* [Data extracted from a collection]
┌──

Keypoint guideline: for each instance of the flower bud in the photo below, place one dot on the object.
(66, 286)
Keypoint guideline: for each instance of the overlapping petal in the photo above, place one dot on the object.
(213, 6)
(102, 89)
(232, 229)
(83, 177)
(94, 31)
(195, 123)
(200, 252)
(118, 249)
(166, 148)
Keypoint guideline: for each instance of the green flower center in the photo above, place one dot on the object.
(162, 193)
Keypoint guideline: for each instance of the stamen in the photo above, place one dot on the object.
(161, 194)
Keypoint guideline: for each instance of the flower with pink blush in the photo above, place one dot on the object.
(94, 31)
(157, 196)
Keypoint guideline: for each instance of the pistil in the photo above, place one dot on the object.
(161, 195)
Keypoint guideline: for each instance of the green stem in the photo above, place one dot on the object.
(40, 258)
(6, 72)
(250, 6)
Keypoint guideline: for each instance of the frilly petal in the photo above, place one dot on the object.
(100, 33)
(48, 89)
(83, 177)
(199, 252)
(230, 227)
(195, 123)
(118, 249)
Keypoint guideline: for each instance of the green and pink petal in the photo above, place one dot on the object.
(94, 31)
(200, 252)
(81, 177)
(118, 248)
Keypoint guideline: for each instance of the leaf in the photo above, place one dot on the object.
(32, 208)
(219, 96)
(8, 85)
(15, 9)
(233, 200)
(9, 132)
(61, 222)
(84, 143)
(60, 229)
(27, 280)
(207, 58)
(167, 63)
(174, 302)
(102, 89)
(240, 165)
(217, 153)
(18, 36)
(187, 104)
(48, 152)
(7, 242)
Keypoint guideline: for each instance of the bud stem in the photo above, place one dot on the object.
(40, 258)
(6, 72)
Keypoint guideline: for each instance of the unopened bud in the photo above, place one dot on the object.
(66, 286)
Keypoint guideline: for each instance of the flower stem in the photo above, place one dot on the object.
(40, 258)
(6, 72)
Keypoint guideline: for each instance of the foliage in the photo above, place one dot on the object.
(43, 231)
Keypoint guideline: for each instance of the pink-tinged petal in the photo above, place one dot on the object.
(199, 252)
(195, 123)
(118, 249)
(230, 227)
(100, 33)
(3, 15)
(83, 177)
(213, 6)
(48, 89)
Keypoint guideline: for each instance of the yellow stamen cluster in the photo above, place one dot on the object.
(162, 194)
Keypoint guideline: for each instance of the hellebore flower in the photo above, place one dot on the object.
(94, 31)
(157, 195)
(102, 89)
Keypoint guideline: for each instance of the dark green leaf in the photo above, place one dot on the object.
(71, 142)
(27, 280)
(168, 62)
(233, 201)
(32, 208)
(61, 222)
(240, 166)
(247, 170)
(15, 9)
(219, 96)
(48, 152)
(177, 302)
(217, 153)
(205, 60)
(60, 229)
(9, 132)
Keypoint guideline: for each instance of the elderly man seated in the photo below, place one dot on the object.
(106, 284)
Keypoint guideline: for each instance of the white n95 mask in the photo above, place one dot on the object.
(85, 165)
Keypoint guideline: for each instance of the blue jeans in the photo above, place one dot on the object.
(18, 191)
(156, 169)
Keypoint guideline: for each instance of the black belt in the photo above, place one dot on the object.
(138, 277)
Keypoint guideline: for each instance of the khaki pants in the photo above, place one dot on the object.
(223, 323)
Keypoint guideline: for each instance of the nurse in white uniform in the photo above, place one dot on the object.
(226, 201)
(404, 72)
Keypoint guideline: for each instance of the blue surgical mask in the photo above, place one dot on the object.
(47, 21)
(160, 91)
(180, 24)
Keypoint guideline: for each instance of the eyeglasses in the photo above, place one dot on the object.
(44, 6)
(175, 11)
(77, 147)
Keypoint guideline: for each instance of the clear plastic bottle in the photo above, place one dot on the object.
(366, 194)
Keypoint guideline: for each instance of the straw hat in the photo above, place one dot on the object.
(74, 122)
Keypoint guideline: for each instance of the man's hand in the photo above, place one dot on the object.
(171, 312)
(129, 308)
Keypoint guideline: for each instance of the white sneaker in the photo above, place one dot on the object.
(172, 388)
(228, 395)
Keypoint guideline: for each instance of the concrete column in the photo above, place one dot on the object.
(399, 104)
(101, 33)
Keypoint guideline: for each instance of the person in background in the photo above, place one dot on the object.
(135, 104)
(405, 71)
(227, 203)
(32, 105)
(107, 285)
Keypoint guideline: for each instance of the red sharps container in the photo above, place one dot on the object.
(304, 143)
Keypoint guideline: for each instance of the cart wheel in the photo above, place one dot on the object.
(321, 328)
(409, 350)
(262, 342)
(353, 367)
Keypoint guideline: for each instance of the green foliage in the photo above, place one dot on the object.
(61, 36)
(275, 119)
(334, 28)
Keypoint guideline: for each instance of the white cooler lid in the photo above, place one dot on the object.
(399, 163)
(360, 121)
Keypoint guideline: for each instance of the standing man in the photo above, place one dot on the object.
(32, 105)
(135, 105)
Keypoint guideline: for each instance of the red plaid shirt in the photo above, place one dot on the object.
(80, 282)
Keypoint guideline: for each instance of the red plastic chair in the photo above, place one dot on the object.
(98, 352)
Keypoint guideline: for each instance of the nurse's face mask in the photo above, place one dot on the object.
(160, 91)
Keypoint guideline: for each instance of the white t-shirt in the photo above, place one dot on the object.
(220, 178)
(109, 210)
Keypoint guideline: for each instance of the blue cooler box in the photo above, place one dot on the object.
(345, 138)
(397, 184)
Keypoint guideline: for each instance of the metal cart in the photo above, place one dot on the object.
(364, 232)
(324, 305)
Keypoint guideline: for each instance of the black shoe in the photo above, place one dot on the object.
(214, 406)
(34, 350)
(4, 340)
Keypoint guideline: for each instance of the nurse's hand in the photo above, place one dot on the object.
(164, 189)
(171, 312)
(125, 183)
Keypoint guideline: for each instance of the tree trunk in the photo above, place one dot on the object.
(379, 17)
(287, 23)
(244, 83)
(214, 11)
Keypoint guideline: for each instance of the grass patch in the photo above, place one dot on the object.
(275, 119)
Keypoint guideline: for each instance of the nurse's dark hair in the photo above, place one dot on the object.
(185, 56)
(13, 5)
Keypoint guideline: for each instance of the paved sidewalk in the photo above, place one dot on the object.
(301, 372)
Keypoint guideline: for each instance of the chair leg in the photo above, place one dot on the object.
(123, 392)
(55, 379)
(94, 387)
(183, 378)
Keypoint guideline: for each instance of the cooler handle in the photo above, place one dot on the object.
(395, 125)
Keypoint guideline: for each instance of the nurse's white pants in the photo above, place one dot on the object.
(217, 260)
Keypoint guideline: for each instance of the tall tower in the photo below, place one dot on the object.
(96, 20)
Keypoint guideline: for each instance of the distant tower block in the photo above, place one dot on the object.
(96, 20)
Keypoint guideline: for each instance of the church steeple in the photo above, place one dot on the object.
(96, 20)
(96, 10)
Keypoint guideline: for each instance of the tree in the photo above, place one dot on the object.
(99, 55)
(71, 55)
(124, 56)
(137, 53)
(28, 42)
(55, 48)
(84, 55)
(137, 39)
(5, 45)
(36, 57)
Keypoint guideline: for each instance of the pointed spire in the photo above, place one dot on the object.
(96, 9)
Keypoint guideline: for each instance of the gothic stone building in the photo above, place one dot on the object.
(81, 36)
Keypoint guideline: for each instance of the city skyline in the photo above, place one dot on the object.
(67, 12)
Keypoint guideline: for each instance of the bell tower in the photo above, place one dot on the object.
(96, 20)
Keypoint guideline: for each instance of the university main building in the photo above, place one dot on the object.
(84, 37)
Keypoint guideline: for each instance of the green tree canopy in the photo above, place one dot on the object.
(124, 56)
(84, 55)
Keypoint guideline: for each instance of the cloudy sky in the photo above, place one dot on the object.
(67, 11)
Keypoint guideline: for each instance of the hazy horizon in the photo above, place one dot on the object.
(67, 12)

└──

* [EXERCISE DIRECTIONS]
Your answer is to contain exactly the lines from the one holding "Keypoint guideline: for each instance of the hazy" to the end of the entries, with no other line.

* [SOLUTION TO THIS EXERCISE]
Keypoint guideline: for each instance of the hazy horizon in the photo above, place one dot on the object.
(67, 12)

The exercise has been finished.